◆ GOAL:
Retype every one of the items below without altering a single character.

◆ Data lines:
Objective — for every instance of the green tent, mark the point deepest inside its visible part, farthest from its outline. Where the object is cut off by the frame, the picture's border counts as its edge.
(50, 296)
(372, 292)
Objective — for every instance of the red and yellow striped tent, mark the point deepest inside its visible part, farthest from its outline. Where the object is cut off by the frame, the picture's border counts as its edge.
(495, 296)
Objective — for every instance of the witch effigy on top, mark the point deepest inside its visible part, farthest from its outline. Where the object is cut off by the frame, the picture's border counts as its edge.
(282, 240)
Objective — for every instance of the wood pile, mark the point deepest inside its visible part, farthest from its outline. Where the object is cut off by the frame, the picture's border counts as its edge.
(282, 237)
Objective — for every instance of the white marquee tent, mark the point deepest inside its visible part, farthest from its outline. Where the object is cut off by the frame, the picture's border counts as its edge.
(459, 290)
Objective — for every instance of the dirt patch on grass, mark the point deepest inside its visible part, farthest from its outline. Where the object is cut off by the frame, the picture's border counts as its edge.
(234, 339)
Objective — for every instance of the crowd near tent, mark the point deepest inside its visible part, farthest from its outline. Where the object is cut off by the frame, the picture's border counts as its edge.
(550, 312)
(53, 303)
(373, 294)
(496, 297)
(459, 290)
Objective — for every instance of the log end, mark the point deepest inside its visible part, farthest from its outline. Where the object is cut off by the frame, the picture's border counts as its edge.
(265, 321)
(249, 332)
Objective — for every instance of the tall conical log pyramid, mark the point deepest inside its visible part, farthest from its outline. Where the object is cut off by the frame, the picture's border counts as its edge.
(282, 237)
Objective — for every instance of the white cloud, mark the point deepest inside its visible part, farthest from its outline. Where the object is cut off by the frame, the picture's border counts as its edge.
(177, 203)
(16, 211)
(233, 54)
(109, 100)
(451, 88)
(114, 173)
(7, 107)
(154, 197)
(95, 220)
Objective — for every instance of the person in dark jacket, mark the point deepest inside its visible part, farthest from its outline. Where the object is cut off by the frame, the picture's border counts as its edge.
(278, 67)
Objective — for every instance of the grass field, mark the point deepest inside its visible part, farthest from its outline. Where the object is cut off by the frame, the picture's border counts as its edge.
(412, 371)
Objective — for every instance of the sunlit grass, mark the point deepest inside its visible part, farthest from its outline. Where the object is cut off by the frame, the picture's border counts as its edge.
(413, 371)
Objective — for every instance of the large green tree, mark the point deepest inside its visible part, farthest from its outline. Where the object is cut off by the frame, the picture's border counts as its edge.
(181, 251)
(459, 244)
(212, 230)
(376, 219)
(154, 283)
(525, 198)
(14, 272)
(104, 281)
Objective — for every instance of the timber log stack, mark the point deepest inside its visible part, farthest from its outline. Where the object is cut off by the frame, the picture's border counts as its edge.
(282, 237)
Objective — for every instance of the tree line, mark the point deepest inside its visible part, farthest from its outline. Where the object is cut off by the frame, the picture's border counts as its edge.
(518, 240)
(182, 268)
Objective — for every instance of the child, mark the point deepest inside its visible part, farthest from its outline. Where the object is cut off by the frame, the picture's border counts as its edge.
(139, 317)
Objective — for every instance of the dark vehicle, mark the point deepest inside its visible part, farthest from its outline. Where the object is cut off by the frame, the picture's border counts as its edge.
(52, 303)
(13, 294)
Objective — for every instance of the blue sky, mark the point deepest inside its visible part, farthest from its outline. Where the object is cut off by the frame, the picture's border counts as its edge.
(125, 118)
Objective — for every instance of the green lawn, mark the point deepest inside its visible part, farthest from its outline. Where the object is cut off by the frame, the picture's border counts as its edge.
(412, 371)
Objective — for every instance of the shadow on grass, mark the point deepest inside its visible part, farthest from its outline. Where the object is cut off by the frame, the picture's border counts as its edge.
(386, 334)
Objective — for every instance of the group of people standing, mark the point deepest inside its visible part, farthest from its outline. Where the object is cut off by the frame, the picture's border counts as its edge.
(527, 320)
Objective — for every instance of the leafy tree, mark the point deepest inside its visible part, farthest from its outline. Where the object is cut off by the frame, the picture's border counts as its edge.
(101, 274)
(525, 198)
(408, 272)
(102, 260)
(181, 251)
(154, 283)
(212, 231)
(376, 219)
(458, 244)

◆ FULL ANSWER:
Objective — for every instance of the green tent, mark the point deepest inside its visible part, farthest from its outline. Where the object is cut off by the frame, the picture's border counts as its edge.
(50, 296)
(372, 292)
Objective — for every instance of the red and yellow striped tent, mark the point deepest inside its visible part, farthest from its outline. Where the object is cut off by the frame, the picture's border counts as its edge.
(495, 296)
Objective — for every instance of the witch effigy on top, mark the point deepest inside its visible part, farthest from its outline. Where the object is cut off by the frame, the picture's border counts as its edge.
(282, 240)
Objective — for every instance of the wood pile, mark the point deepest inside its visible part, farthest from its outline. Where the object is cut off by the frame, the picture's border counts as its edge.
(282, 237)
Objective — for every instance of the white marquee tent, mark the point deepest inside its visible part, farthest from its outline. Where the object is cut off by the frame, the picture's border counts as its edge.
(459, 290)
Objective — for every instance of the dirt patch on grass, mark the point deepest inside its visible part, farthest from its outline. Where the object is cut off by the frame, the picture's border counts as its edge.
(234, 339)
Objective — for every instance of the crowd near tent, mark the point deepest inside its visible part, farthest from its outline. Where the object is cut off by the frame, the picture's border counts as its edge.
(550, 312)
(53, 303)
(373, 294)
(496, 297)
(459, 290)
Objective — for every instance of the log end, mark the point deepest inside its visible part, farthest from its outline. Where the object is cut off by the frame, the picture's border counts as its edge.
(265, 321)
(249, 332)
Objective — for every instance of the tall conical log pyramid, mark the point deepest inside its visible part, farthest from its outline. Where the object is cut off by the frame, the picture's border counts as its edge.
(282, 237)
Objective — for every instance of the white cloud, mark the point deepest inside its visible part, farthest from its outline. Where the object is cut off by the frame, the picture's border counts as its edge.
(177, 203)
(16, 211)
(233, 54)
(109, 100)
(451, 88)
(114, 173)
(7, 107)
(154, 197)
(95, 220)
Objective — for every instance of the person in dark jacket, mark the point deepest inside its visible part, farthest from its outline. Where the object is cut off by the frame, the picture's border counts as its edge.
(278, 67)
Objective — for every instance of the grass field, mark the point deepest inside its visible part, farthest from its outline. Where the object is cut off by the frame, the picture's border counts as its edge.
(412, 371)
Objective — for every instance of the sunlit grass, mark the point deepest inside its visible part, farthest from its outline. Where the object is cut off by the frame, the picture's border counts as its edge.
(413, 371)
Objective — for every instance of the large green tree, mark the point deepest inside its visible part, farthest from its outline. Where the object is cut off by the frame, the picture's border counts as its edge.
(181, 251)
(459, 244)
(212, 230)
(376, 219)
(154, 283)
(525, 198)
(14, 272)
(104, 281)
Objective — for every instance of the timber log stack, mark the point deepest inside its visible part, farthest from its outline. Where the object is cut off by the frame, the picture's border counts as its edge.
(282, 237)
Objective — for every instance of the tree line, mark the point deepest inside its visible part, farthest from its outline. Where the object is cut off by the frame, the picture's border counts as its edge.
(518, 240)
(182, 268)
Objective — for every instance of the child, mark the point deepest inside its visible part, farthest from its outline. Where the object is cut off by the frame, the picture's border counts as its edge.
(139, 317)
Objective — for every instance of the dark vehicle, mark the point deepest inside its visible part, farthest from its outline. Where the object is cut off by the frame, the picture's border counts as its edge.
(52, 303)
(13, 294)
Objective — for every instance of the blue sky, mark the point deepest inside its visible part, farthest from its outline. Where the object is cut off by the frame, the picture's border counts as its edge.
(125, 118)
Objective — for every instance of the green lawn, mark the point deepest inside its visible part, farthest from its outline. Where the object is cut off by the frame, the picture's border counts as its edge.
(412, 371)
Objective — for every instance of the shadow on grass, mark the point deepest inside its visible part, farthest from its outline. Where the object is cut off by the frame, the picture's border counts as its edge.
(386, 334)
Objective — for every instance of the group of people standing, mark the point deepest inside its visible part, farthest from its outline. Where the object is cut off by the frame, the picture's border counts as its edge.
(527, 320)
Objective — for every instance of the leafy tree, mark the point deepest inside its visible part, farthest from its outline. Where the object is cut off by the frame, the picture's border counts as its edge.
(101, 274)
(525, 198)
(408, 272)
(102, 260)
(181, 251)
(154, 283)
(212, 231)
(376, 219)
(458, 244)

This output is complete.